→ **Task prompt**: Output the data word for word. Begin at its first line and end at the line with "# For every instance of the plaid".

• • • •

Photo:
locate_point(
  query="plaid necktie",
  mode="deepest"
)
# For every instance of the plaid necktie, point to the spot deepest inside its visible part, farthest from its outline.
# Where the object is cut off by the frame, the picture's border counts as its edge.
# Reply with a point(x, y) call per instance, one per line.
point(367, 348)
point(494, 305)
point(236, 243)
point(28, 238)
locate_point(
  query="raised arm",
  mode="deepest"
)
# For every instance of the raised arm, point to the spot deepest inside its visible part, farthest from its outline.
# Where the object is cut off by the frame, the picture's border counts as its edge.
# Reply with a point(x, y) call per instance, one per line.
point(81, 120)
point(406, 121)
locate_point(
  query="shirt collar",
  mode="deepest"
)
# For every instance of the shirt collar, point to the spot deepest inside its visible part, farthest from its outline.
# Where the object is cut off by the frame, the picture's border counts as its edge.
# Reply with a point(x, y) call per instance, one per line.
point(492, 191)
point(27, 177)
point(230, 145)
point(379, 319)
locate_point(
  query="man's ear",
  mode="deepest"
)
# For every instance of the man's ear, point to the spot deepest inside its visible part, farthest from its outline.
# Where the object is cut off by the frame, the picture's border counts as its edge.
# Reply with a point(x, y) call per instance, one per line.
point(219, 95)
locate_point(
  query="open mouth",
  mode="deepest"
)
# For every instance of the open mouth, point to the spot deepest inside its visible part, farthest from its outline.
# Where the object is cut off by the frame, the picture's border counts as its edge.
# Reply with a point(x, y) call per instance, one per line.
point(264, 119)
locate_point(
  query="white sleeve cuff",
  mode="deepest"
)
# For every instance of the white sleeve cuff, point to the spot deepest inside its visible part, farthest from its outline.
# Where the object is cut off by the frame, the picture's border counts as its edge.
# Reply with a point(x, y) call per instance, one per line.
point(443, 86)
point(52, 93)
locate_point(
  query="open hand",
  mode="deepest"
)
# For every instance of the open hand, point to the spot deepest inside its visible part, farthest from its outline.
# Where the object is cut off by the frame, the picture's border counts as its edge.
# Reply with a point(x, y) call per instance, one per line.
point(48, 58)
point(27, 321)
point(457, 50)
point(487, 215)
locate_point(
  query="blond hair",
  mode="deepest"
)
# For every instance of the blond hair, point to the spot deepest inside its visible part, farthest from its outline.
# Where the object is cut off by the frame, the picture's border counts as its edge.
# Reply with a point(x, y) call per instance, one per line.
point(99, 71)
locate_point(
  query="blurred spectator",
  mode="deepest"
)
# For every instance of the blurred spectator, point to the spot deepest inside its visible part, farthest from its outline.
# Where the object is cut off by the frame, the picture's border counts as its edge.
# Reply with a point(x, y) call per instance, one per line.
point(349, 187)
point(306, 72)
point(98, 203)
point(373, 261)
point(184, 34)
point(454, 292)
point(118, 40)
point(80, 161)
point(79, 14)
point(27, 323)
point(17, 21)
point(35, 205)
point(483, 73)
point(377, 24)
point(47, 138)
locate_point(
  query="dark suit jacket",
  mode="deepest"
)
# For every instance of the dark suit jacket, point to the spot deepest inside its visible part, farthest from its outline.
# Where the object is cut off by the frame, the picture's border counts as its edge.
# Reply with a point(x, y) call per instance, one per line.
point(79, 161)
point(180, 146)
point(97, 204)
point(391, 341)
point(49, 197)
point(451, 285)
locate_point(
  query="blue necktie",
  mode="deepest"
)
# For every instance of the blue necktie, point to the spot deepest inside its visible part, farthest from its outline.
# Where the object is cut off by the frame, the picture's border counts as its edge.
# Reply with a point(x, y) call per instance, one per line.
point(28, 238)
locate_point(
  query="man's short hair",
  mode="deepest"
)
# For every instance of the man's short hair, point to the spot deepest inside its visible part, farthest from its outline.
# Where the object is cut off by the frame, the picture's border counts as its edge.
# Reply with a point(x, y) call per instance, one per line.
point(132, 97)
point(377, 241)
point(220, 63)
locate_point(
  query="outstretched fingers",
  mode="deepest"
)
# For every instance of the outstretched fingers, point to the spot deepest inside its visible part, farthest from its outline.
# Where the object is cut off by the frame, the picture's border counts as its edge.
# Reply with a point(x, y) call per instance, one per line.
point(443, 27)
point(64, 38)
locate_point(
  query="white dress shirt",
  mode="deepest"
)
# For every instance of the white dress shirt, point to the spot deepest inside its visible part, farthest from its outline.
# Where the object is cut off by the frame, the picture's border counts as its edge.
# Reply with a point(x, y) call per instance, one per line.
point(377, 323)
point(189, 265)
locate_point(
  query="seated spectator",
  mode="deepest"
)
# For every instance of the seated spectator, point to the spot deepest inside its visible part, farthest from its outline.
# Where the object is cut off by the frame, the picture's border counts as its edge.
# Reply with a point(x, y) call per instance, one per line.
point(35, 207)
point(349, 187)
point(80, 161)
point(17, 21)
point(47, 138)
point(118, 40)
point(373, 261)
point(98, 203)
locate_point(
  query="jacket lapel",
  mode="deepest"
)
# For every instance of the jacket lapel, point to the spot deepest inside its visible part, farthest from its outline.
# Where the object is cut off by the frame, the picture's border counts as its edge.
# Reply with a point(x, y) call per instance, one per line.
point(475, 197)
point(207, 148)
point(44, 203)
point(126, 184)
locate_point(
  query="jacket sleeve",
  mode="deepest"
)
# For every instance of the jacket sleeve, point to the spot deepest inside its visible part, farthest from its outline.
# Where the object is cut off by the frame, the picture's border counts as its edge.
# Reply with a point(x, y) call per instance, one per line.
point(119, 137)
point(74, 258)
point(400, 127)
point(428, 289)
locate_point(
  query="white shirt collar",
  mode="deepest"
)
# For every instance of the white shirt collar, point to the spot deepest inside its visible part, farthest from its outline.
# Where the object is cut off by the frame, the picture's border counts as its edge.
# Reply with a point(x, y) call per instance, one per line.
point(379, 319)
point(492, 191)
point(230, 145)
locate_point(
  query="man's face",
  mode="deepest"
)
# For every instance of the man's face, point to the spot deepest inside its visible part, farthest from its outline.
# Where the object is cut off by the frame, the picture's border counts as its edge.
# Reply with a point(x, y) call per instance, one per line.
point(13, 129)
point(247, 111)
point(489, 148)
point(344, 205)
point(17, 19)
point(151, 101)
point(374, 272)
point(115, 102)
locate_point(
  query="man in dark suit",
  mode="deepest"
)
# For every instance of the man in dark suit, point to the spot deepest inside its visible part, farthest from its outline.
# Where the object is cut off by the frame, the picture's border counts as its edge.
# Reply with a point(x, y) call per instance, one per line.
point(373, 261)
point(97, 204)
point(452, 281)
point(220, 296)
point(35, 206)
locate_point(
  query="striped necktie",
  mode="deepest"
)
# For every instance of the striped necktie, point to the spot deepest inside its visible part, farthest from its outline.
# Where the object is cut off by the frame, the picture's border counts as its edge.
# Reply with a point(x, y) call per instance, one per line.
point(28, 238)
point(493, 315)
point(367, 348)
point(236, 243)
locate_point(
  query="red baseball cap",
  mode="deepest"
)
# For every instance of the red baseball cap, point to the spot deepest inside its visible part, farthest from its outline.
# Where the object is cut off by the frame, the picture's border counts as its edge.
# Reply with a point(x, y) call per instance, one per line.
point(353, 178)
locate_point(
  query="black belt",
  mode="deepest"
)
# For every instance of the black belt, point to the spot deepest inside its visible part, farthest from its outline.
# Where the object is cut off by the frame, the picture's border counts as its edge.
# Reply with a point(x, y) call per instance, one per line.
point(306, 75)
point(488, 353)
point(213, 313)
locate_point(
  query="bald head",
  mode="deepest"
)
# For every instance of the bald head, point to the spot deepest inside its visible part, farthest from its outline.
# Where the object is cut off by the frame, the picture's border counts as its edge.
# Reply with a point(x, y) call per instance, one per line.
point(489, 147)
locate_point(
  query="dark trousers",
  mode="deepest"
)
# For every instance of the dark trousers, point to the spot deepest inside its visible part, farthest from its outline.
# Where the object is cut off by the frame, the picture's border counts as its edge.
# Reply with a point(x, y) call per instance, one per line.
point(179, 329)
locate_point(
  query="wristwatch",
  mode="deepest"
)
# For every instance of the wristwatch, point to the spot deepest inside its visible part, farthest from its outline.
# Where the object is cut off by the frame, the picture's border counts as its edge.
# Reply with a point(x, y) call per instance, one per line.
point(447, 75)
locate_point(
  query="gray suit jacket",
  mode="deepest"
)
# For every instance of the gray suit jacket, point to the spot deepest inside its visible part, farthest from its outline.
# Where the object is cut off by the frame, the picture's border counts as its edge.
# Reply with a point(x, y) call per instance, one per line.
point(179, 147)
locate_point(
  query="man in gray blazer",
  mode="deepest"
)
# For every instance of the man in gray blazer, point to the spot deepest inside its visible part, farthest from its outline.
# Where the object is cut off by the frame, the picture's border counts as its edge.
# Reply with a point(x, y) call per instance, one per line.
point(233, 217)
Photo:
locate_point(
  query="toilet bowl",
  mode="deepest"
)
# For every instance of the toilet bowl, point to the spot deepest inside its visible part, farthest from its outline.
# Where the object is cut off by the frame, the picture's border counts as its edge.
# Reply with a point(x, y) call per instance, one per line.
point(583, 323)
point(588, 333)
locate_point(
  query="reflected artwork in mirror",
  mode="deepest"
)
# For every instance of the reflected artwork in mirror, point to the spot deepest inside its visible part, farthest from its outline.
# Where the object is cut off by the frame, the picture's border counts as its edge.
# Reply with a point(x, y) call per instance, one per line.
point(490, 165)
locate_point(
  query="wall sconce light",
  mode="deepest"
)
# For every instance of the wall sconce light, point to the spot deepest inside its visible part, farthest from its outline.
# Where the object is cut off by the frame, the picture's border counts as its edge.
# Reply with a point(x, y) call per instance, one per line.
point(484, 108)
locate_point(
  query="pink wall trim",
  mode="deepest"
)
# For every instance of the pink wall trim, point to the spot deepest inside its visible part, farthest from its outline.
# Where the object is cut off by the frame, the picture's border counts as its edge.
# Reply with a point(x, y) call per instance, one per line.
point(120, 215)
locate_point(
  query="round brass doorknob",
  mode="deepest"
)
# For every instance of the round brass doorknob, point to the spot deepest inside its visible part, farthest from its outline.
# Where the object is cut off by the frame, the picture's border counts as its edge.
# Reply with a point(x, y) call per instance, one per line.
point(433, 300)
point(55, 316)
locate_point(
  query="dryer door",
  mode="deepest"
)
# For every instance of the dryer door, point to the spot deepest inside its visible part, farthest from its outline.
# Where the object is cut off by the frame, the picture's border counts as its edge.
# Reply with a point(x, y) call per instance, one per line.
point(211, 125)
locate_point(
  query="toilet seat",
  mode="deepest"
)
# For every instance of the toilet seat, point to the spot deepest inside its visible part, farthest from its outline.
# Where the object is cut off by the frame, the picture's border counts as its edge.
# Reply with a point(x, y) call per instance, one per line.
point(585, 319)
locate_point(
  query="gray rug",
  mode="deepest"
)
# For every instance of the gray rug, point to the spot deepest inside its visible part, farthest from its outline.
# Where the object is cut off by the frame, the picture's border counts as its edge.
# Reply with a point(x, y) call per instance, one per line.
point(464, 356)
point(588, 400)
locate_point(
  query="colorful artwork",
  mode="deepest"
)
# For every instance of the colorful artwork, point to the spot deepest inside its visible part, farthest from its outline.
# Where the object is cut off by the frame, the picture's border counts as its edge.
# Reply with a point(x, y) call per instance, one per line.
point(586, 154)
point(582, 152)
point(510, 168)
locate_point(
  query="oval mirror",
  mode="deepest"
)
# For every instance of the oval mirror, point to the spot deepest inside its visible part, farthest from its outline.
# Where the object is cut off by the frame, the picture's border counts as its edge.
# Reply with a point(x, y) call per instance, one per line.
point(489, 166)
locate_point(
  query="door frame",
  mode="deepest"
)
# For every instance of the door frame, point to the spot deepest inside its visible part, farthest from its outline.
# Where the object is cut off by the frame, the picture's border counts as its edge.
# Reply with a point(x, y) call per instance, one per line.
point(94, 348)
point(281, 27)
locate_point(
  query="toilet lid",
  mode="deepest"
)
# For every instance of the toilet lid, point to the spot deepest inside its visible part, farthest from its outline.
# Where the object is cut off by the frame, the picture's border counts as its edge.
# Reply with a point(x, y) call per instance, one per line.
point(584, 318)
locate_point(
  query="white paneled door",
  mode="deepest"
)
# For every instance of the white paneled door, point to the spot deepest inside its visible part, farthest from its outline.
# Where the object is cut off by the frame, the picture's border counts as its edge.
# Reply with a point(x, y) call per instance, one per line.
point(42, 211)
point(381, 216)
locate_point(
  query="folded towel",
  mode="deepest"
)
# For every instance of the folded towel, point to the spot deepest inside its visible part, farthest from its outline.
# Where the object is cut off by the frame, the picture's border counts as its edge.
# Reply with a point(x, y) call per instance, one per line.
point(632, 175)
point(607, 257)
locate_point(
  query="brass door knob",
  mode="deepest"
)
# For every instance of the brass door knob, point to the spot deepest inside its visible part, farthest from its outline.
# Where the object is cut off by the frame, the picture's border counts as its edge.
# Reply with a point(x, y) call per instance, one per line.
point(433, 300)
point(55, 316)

• • • •

→ **Solution for this exercise**:
Photo:
locate_point(
  query="plaid necktie",
  mode="deepest"
)
# For every instance of the plaid necktie, point to the spot deepest inside its visible part, farthest from its outline.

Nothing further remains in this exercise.